** Opening SUPPLIED RECORDS block **
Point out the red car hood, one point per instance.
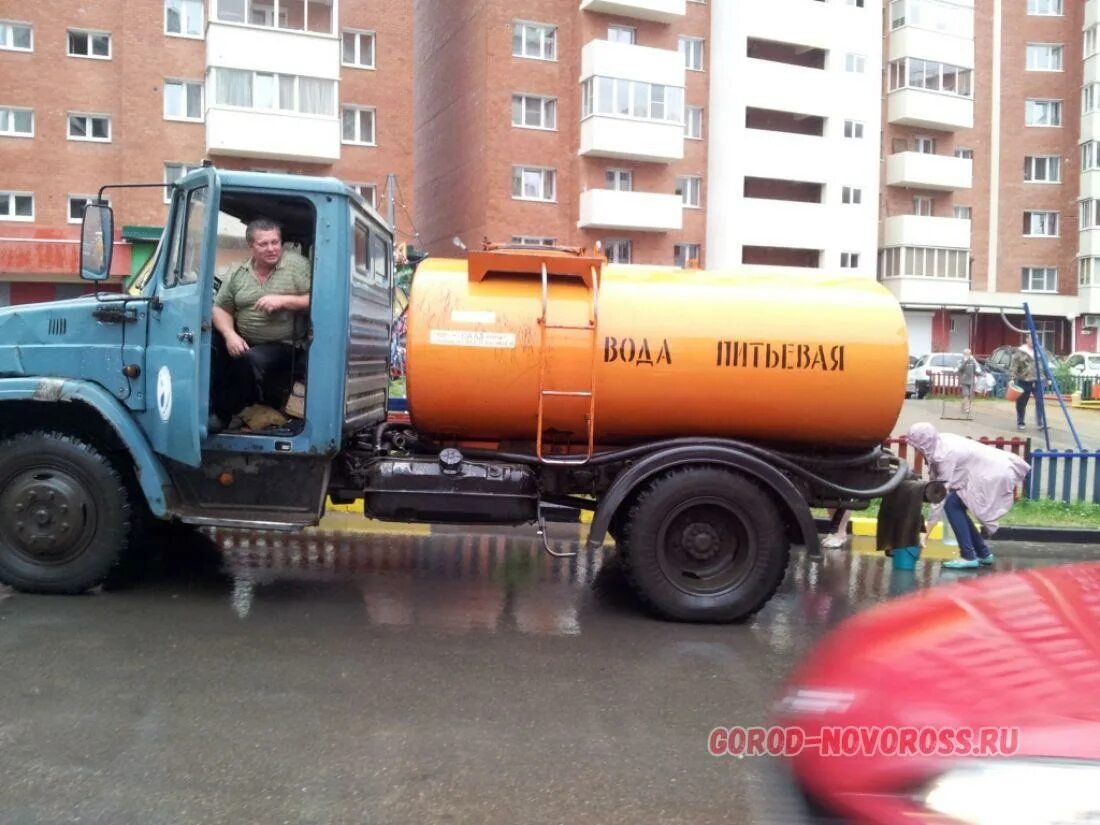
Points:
(1018, 650)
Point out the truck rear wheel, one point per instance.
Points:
(705, 545)
(65, 514)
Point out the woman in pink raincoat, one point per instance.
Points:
(980, 480)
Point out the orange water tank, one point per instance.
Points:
(649, 352)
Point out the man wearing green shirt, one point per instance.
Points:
(253, 315)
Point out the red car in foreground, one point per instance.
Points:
(977, 702)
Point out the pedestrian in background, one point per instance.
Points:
(1023, 372)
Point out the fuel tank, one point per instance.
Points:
(498, 350)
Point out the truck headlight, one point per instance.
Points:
(1018, 792)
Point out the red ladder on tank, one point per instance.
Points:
(545, 356)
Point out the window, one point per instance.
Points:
(1041, 224)
(15, 36)
(175, 171)
(618, 252)
(17, 122)
(183, 100)
(622, 34)
(17, 206)
(690, 189)
(619, 179)
(1041, 278)
(358, 125)
(913, 73)
(359, 48)
(1043, 112)
(1044, 57)
(535, 41)
(692, 51)
(1043, 168)
(183, 18)
(855, 63)
(531, 111)
(631, 99)
(1044, 7)
(693, 122)
(89, 128)
(534, 183)
(686, 255)
(89, 44)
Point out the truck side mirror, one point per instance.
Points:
(97, 242)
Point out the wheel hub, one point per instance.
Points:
(42, 515)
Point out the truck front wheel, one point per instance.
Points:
(65, 514)
(705, 545)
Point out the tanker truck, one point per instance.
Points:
(699, 415)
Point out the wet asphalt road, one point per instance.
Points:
(355, 679)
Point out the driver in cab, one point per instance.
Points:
(254, 319)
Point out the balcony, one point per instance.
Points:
(921, 171)
(919, 230)
(630, 210)
(930, 110)
(305, 54)
(932, 45)
(660, 11)
(272, 134)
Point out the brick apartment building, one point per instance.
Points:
(113, 91)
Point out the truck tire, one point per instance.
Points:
(705, 545)
(65, 514)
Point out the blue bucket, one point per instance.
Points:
(905, 558)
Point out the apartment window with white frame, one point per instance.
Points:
(1043, 168)
(183, 18)
(1041, 224)
(692, 51)
(89, 44)
(686, 255)
(89, 128)
(17, 122)
(1041, 278)
(618, 252)
(622, 34)
(534, 183)
(1049, 8)
(356, 125)
(690, 189)
(17, 206)
(1044, 56)
(183, 100)
(358, 48)
(1043, 112)
(619, 179)
(535, 41)
(534, 111)
(17, 36)
(693, 122)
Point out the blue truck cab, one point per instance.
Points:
(105, 399)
** Closing SUPPLIED RECORDS block **
WORK REQUIRED:
Above are the records; transcribe them exactly without the pictures.

RESULT OF THE TASK:
Point out the red car hood, one point per instance.
Points:
(1018, 650)
Point out the truck rear wheel, one point per instance.
Points:
(705, 545)
(65, 514)
Point out the woman in pink raincoat, one point per instance.
Points:
(980, 480)
Point out the orange water tank, one point per instance.
Points:
(649, 352)
Point out the man wearing green shirt, one point per instance.
Points:
(253, 315)
Point out the red car in foreground, one point per instance.
Points:
(977, 702)
Point out the pedestrian in background, one point per instance.
Points:
(1023, 372)
Point out the fuel tank, one point per instance.
Points:
(498, 350)
Point out the truck headlight, one point per instance.
Points:
(1018, 792)
Point out the red ladder on tank, one point per instance.
Points:
(545, 356)
Point out the window, one point per instance.
Points:
(1041, 224)
(15, 36)
(175, 171)
(618, 252)
(17, 122)
(183, 100)
(622, 34)
(17, 206)
(690, 189)
(619, 179)
(1041, 278)
(358, 125)
(913, 73)
(359, 48)
(1043, 112)
(1044, 57)
(535, 41)
(692, 51)
(1043, 168)
(183, 18)
(855, 63)
(531, 111)
(631, 99)
(1044, 7)
(693, 122)
(89, 128)
(534, 183)
(686, 255)
(89, 44)
Point out the truck side mirror, one point per instance.
Points:
(97, 242)
Point out the wheel hub, one point per instance.
Points:
(42, 515)
Point out the truck front wheel, one point per instance.
Points:
(65, 514)
(705, 545)
Point out the tanker truck, one point per instance.
Points:
(699, 415)
Point out the wet asphalt road, one point per instance.
Points:
(355, 679)
Point out the driver in cab, one point per instance.
Points:
(254, 319)
Point out the balcony, one point per instance.
Points:
(921, 171)
(919, 230)
(630, 210)
(930, 110)
(305, 54)
(932, 45)
(660, 11)
(272, 134)
Point out the brick apartment building, one point per instance.
Points:
(113, 91)
Point out the truck tire, one point per instance.
Points:
(705, 545)
(65, 514)
Point out the blue bucket, one point per instance.
Points:
(905, 558)
Point out the apartment window with white frame, one point per instance.
Points:
(1043, 168)
(183, 18)
(1041, 224)
(692, 51)
(89, 44)
(686, 255)
(89, 128)
(17, 122)
(1041, 278)
(618, 252)
(622, 34)
(534, 183)
(1049, 8)
(356, 125)
(690, 189)
(17, 206)
(1044, 56)
(183, 100)
(358, 48)
(1043, 112)
(619, 179)
(535, 41)
(534, 111)
(17, 36)
(693, 122)
Point out the blue truck cab, one point per instance.
Points:
(105, 399)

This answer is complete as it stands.